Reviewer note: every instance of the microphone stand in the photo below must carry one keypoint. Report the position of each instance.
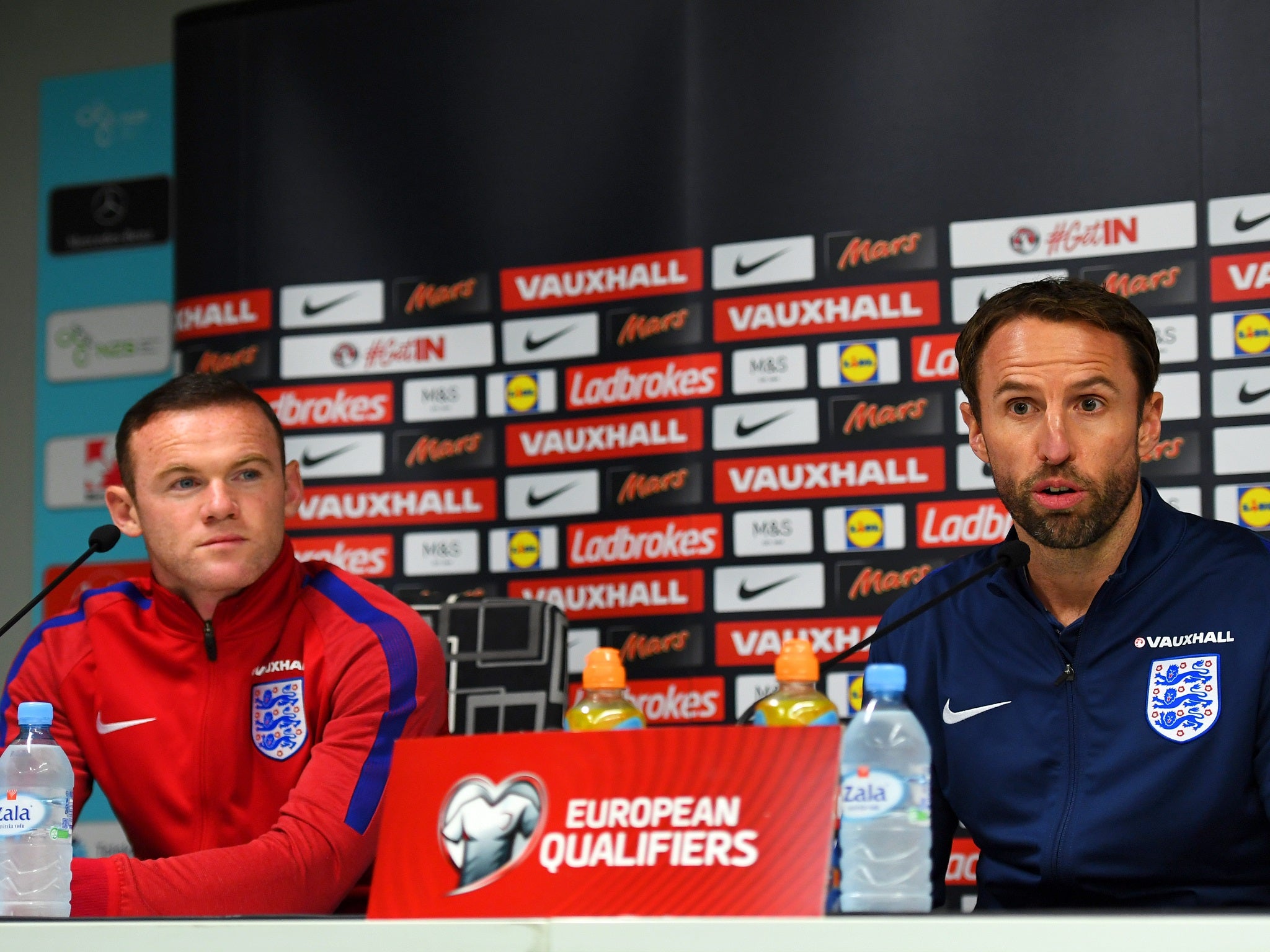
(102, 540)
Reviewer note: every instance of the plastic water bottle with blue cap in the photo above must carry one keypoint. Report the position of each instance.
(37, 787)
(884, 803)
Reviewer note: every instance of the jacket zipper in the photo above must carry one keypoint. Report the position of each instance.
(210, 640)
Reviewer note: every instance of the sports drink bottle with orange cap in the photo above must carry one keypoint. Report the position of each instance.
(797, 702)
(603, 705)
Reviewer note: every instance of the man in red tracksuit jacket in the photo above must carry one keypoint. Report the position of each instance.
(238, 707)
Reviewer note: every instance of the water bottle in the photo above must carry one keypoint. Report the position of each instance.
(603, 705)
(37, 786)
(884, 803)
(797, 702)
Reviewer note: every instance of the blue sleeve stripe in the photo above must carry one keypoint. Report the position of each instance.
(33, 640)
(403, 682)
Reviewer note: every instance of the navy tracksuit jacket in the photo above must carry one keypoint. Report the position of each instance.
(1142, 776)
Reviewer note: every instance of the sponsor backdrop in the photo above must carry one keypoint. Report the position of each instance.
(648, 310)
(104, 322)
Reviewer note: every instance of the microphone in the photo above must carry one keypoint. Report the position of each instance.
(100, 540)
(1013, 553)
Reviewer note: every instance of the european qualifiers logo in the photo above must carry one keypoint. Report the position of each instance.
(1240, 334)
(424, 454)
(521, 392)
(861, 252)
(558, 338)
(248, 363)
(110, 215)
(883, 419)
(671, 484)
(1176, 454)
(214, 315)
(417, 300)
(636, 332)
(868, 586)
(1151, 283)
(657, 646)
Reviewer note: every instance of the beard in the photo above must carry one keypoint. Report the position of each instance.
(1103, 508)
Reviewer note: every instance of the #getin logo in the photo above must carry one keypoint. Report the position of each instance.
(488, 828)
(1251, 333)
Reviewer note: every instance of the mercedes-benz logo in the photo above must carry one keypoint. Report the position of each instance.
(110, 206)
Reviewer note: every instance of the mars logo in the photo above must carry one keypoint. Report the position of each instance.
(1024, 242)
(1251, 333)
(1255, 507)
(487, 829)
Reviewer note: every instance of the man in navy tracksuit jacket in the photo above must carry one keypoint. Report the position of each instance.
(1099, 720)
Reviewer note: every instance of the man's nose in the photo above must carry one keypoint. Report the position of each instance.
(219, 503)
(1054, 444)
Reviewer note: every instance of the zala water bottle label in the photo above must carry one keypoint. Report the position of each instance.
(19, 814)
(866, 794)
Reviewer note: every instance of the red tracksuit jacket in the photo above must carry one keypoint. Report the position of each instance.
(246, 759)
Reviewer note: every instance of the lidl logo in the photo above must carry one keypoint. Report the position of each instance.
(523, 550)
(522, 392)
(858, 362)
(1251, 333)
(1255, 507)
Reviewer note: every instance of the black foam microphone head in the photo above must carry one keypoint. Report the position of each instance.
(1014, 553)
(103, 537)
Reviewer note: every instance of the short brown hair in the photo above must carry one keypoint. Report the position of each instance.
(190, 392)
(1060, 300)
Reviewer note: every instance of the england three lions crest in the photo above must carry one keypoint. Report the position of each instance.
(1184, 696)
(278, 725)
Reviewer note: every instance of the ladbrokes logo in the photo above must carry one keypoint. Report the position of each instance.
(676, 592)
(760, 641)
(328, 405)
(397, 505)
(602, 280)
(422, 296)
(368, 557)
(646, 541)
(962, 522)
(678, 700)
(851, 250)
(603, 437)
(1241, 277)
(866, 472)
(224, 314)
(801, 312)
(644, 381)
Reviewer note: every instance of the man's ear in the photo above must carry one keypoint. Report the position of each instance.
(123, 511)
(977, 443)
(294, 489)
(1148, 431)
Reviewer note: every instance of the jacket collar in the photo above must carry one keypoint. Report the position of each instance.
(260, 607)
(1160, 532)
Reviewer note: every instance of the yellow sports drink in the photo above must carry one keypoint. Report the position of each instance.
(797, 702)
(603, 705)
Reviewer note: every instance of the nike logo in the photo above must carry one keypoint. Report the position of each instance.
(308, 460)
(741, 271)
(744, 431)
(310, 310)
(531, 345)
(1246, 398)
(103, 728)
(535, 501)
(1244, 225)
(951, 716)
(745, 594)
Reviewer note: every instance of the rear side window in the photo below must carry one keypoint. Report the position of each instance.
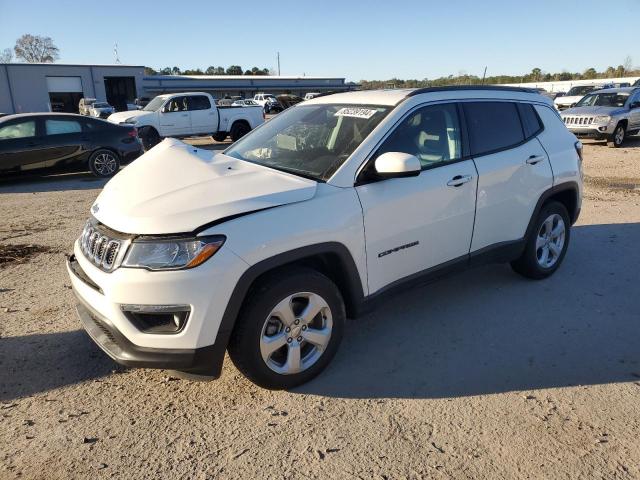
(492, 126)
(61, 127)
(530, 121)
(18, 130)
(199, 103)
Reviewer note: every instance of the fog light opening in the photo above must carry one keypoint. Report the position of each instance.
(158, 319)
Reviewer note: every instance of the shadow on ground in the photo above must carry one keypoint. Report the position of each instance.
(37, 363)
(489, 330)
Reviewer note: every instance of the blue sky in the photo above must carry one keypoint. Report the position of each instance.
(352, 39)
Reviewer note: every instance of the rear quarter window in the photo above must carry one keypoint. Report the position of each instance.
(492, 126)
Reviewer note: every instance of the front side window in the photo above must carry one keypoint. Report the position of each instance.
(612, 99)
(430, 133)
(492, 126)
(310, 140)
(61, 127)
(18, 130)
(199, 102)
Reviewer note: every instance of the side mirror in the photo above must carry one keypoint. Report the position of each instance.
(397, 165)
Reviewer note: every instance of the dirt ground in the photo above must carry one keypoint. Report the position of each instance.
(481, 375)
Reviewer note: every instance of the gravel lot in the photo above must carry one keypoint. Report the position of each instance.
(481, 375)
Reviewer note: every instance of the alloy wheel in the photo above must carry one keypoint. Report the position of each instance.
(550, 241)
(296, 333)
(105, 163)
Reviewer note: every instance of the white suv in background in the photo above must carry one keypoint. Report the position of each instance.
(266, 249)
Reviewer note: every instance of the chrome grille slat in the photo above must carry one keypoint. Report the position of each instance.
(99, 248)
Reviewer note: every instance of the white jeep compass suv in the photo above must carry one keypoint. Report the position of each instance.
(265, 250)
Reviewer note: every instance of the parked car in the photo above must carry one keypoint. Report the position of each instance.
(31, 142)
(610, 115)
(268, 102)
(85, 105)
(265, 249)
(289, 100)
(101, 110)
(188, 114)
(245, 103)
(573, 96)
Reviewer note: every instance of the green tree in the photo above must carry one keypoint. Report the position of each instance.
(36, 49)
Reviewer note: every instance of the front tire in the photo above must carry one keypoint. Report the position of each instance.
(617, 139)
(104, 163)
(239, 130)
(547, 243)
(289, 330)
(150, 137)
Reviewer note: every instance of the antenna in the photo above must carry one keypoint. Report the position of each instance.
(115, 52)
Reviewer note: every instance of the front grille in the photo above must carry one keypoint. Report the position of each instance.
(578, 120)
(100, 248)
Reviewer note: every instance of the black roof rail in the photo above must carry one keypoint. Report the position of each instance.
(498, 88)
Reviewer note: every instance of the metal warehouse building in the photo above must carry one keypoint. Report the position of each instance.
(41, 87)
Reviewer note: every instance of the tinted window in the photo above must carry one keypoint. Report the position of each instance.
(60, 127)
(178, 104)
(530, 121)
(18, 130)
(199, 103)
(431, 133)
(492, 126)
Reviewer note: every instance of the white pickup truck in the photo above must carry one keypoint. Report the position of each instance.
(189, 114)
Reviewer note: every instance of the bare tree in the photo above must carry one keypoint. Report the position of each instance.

= = = =

What the task requires. Lines from the one containing "Reviewer note: every instance of the green" through the last line of the data above are the only output wanted; restate them exactly.

Exercise answer.
Reviewer note: every instance of the green tree in the photo above must carry one keypoint. Report the position of each instance.
(36, 49)
Reviewer note: every instance of the front tire in the photo above must carry one keypoint. Report the position of each instance.
(617, 139)
(104, 163)
(239, 130)
(547, 243)
(289, 330)
(150, 137)
Reviewer note: every instance of the antenna in the photo above must carry one keypoint. Report the position of each instance.
(115, 52)
Reviewer note: every instance of the front grille in the photo above must carry one keypoint. Report the position of each instance.
(578, 120)
(100, 248)
Reviewer note: every instance of the black roof rail in the photo above must carry one keypoint. Report the position of each instance.
(498, 88)
Reviewer note: every instance of the metal warehouse building in the photo above must carry one keypoint. Report the position of each instance.
(41, 87)
Reviewer note: every instance of the tinted window in the photo above must carry one keypoint. Report the position of each instance.
(60, 127)
(178, 104)
(530, 121)
(18, 130)
(199, 103)
(431, 133)
(492, 126)
Reviewer note: every instance of the white pickup truck in the photo above must carry one keypoint. Report the position of each instance.
(189, 114)
Reviewer note: every instance of the bare tree in the photo above must carry one keypoint. Report the position of each instance.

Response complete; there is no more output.